#### To be done:
Begin at the line that holds "Isolate the wet stone surface." and retype every line through the end of the material, both included. Leave out the pictures.

Stored dataset items:
+---+
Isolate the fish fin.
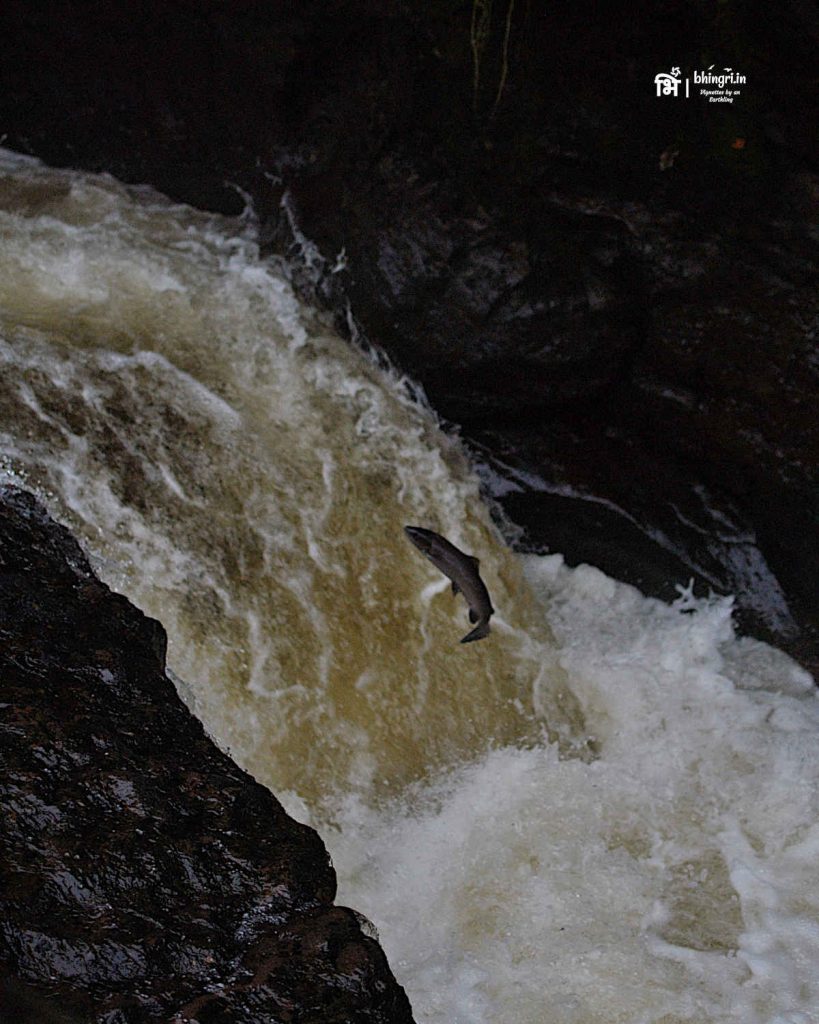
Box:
[461,618,489,643]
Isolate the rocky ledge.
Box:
[0,487,413,1024]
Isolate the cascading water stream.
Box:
[0,154,819,1024]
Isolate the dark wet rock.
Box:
[0,0,819,664]
[0,488,412,1024]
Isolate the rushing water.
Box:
[0,153,819,1024]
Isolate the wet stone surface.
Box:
[0,487,412,1024]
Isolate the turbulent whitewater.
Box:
[0,153,819,1024]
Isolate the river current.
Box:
[0,151,819,1024]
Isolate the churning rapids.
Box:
[0,152,819,1024]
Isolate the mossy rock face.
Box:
[0,488,412,1024]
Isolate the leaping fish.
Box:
[403,526,494,643]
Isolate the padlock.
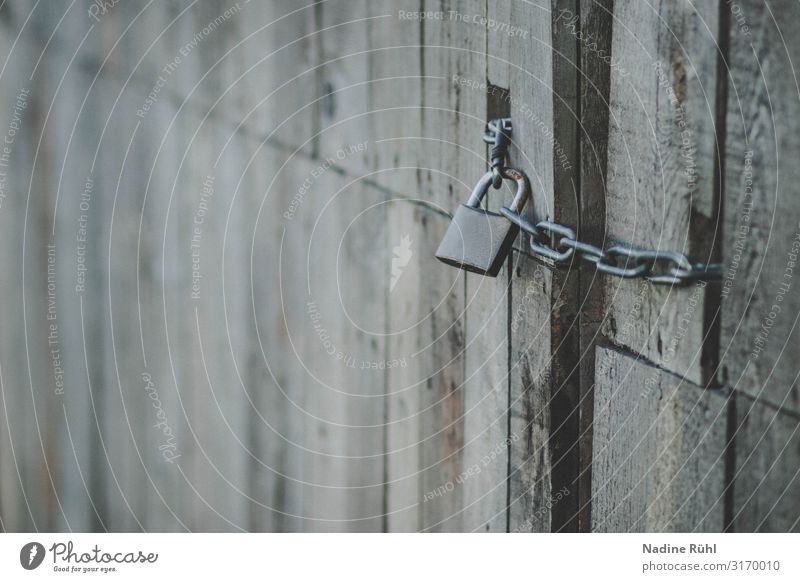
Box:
[436,168,531,277]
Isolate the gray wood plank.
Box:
[731,394,800,532]
[489,2,579,531]
[580,0,625,531]
[603,1,719,384]
[592,348,727,532]
[720,2,800,412]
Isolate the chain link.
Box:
[483,118,722,285]
[500,208,722,285]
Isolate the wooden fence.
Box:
[0,0,800,532]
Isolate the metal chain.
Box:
[500,208,722,285]
[483,117,722,285]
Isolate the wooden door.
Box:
[0,0,800,532]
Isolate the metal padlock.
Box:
[436,168,531,277]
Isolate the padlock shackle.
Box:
[467,170,494,208]
[467,168,531,213]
+---+
#### Complete response:
Isolate the wet stone surface.
Box:
[0,487,412,1024]
Isolate the turbulent whitewater.
Box:
[0,153,819,1024]
Isolate the river current.
Box:
[0,151,819,1024]
Isolate the churning rapids.
Box:
[0,152,819,1024]
Isolate the mossy rock face.
Box:
[0,488,412,1024]
Isolate the leaping fish.
Box:
[403,526,494,643]
Isolate the padlock.
Box:
[436,168,531,277]
Isolate the gray wood plank.
Box:
[731,394,800,532]
[489,2,579,531]
[580,0,625,531]
[603,1,719,384]
[592,348,727,532]
[720,2,800,412]
Isolate the chain link.
Box:
[483,118,722,285]
[500,208,722,285]
Isolate the wooden fence.
Box:
[0,0,800,532]
Isolate the metal chain.
Box:
[500,208,722,285]
[483,117,722,285]
Isolate the wooden door.
Box:
[0,0,800,532]
Isolate the metal padlock.
Box:
[436,168,531,277]
Isolate the padlock shackle.
Box:
[467,170,494,208]
[467,168,531,213]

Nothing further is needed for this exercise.